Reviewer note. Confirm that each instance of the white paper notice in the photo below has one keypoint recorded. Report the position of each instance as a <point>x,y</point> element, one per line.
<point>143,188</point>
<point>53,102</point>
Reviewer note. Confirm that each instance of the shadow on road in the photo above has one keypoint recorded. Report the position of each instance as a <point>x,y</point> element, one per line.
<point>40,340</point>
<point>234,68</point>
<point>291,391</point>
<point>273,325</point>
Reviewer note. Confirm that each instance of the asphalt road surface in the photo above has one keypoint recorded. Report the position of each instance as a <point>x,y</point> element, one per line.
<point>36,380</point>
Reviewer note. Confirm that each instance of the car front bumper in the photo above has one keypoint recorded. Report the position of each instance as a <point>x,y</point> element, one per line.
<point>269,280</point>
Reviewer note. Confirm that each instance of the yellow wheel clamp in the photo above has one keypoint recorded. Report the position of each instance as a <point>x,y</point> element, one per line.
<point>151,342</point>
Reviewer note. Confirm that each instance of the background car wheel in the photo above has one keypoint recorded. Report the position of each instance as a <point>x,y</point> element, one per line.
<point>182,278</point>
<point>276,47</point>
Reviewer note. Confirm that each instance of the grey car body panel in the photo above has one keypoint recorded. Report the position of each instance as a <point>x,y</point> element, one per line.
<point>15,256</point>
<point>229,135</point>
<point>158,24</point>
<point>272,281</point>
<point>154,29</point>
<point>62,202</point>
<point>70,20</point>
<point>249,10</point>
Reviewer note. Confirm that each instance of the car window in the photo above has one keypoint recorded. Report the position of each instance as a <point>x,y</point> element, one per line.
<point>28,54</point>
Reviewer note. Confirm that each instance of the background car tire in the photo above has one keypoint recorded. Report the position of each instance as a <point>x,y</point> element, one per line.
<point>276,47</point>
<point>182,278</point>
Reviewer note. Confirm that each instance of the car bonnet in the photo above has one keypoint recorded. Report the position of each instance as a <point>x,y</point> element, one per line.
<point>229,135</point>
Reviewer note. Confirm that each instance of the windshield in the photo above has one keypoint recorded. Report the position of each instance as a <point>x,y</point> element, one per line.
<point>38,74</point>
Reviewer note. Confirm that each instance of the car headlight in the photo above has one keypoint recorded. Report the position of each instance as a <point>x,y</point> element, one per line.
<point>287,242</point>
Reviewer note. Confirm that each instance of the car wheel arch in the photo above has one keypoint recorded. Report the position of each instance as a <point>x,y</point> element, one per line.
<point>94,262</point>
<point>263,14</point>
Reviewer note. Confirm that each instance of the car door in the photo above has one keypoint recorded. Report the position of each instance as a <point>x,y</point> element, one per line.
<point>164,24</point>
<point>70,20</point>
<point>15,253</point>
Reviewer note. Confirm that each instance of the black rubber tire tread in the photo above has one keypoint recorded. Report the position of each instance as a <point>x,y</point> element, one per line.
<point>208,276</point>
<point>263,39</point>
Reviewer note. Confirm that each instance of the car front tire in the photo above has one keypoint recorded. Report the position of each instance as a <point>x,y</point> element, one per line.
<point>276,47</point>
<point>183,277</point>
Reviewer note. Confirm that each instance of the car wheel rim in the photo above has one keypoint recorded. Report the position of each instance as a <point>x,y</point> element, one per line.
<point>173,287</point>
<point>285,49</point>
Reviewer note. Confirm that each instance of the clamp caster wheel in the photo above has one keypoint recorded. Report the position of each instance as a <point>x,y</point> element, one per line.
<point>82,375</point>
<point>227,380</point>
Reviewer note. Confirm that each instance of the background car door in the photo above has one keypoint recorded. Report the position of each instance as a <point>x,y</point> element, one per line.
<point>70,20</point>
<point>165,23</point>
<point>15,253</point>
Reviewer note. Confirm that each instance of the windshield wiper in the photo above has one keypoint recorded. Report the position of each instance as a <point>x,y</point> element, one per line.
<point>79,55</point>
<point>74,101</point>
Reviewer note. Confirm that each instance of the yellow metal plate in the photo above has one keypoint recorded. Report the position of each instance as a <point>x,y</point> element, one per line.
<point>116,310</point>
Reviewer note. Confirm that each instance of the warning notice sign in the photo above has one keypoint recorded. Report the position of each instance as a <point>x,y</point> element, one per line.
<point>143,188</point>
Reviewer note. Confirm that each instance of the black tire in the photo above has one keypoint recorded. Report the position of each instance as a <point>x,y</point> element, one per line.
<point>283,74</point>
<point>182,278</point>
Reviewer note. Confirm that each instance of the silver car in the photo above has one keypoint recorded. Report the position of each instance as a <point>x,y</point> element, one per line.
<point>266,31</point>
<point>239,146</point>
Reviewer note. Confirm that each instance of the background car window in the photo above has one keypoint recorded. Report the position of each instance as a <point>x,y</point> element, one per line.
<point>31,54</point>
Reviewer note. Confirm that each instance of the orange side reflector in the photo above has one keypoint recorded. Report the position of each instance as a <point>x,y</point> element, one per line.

+ + + +

* ACTIVITY
Recopy all the entries faithfully, leaving none out.

* YOUR RESPONSE
Reviewer note. Confirm that each instance of the white paper notice in the photo below has one keypoint recorded. Report the position of each instance as a <point>x,y</point> element, one per line.
<point>143,188</point>
<point>53,102</point>
Reviewer note. Confirm that each instance of the shadow on road in the photo above has one keypoint recorded. Report the position of each instance as a <point>x,y</point> element, one per line.
<point>40,340</point>
<point>234,68</point>
<point>291,391</point>
<point>273,325</point>
Reviewer note. Confirm that each instance of the asphalt road surface in the photo above has one keypoint recorded. Report the position of each instance as a <point>x,y</point> element, one per line.
<point>36,380</point>
Reviewer note. Confirm that each instance of the car front bumper in the photo above has one keypoint recorded. Report the position of each instance as a <point>x,y</point> element, one per line.
<point>269,280</point>
Reviewer note. Confirm that each instance of the yellow wheel clamp in the photo above has one keypoint recorded. Report the position of each instance as a <point>x,y</point> element, one per line.
<point>151,342</point>
Reviewer note. Confirm that each instance of the background car wheel in the photo above has one keypoint recorded. Report the position of each instance as a <point>x,y</point> element, one per line.
<point>182,278</point>
<point>276,47</point>
Reviewer note. Confirm that each instance of the grey car body panel in the photo above has one keypoint recorded. Report the position of each instance as a <point>x,y</point> element, one per line.
<point>15,256</point>
<point>229,135</point>
<point>158,24</point>
<point>272,281</point>
<point>154,29</point>
<point>62,202</point>
<point>70,20</point>
<point>249,10</point>
Reviewer note. Confirm that each instance of the car window in the photo above has one keypoint recorded. Report the position of each instance as a <point>x,y</point> element, one per line.
<point>28,54</point>
Reviewer note. Confirm that each instance of the background car tire in the photo above has one keypoint recorded. Report the position of each instance as a <point>x,y</point> element, one per line.
<point>276,47</point>
<point>182,278</point>
Reviewer note. Confirm that each instance of the car bonnet in the photo above has one keypoint recorded. Report the position of each instance as a <point>x,y</point> element, one per line.
<point>229,135</point>
Reviewer note. Confirm that each instance of the windshield in the photo above has one keypoint recorded. Report the position of each instance as a <point>x,y</point> element, one per line.
<point>38,74</point>
Reviewer note. Confirm that each instance of the car headlight in the photo above has one keypoint recorded. Report the position of each instance as a <point>x,y</point> element, one per line.
<point>287,242</point>
Reviewer note. Confirm that each instance of the car wheel arch in the photo above has one keypoint recorded. Report the position of each instance as a <point>x,y</point> element, one per line.
<point>94,262</point>
<point>263,14</point>
Reviewer note. Confirm that each instance of the car door in the photo above has one keypoint recorded. Report the position of each instance as a <point>x,y</point> element, one per line.
<point>164,24</point>
<point>70,20</point>
<point>15,253</point>
Reviewer note. Confirm that each instance of the black rubber tire tread in the photo above has one keypoint recorded. Report the position of each instance as a <point>x,y</point> element, one per line.
<point>208,276</point>
<point>263,39</point>
Reviewer note. Confirm that each instance of the car front tire in the photo above has one keypoint recorded. Report the position of each instance as a <point>x,y</point> element, one per line.
<point>276,47</point>
<point>183,277</point>
Reviewer note. Confirm that each instance of the car wheel rim in the photo above has one keypoint recorded. Report the position of each instance as a <point>x,y</point> element, one per line.
<point>173,287</point>
<point>285,49</point>
Reviewer note. Confirm that each instance of the clamp caster wheel in the photo above has one keypoint recorded. Report the position of each instance as a <point>x,y</point> element, one per line.
<point>82,375</point>
<point>227,380</point>
Reviewer note. Confirm that each instance of the background car door in the photo above has one keypoint recorded. Report the position of each instance as a <point>x,y</point> element, one per line.
<point>70,20</point>
<point>165,23</point>
<point>15,253</point>
Reviewer note. Confirm that each instance of the windshield wiper in the photo above has one keypoint recorded. Report the position of each instance as a <point>x,y</point> element, one per line.
<point>79,55</point>
<point>74,101</point>
Reviewer note. Confirm that each instance of the yellow metal plate in the photo above has one keypoint recorded. Report the position of each instance as a <point>x,y</point> element, one per line.
<point>116,310</point>
Reviewer note. Confirm that each instance of the warning notice sign in the photo above has one keypoint recorded. Report the position of each instance as a <point>x,y</point> element, one per line.
<point>143,188</point>
Reviewer note. Confirm that each instance of the black tire in the photo above has one keypoint recorded. Report the position of each instance as a <point>x,y</point> element, one per line.
<point>283,74</point>
<point>182,278</point>
Reviewer note. Confirm that each instance of the silver car in the photo above has one keypoint recorded. Report the position of each instance as a <point>x,y</point> element, one per line.
<point>266,31</point>
<point>239,146</point>
Reviewer note. Confirm that each instance of the background car window in the photo above has one keypoint recorded. Report the position of each instance as a <point>x,y</point> element, one per line.
<point>31,54</point>
Reviewer note. Confirm that each instance of the orange side reflector in the photo above has one keypoint recorded. Report the position of each instance as a <point>x,y</point> element, one per line.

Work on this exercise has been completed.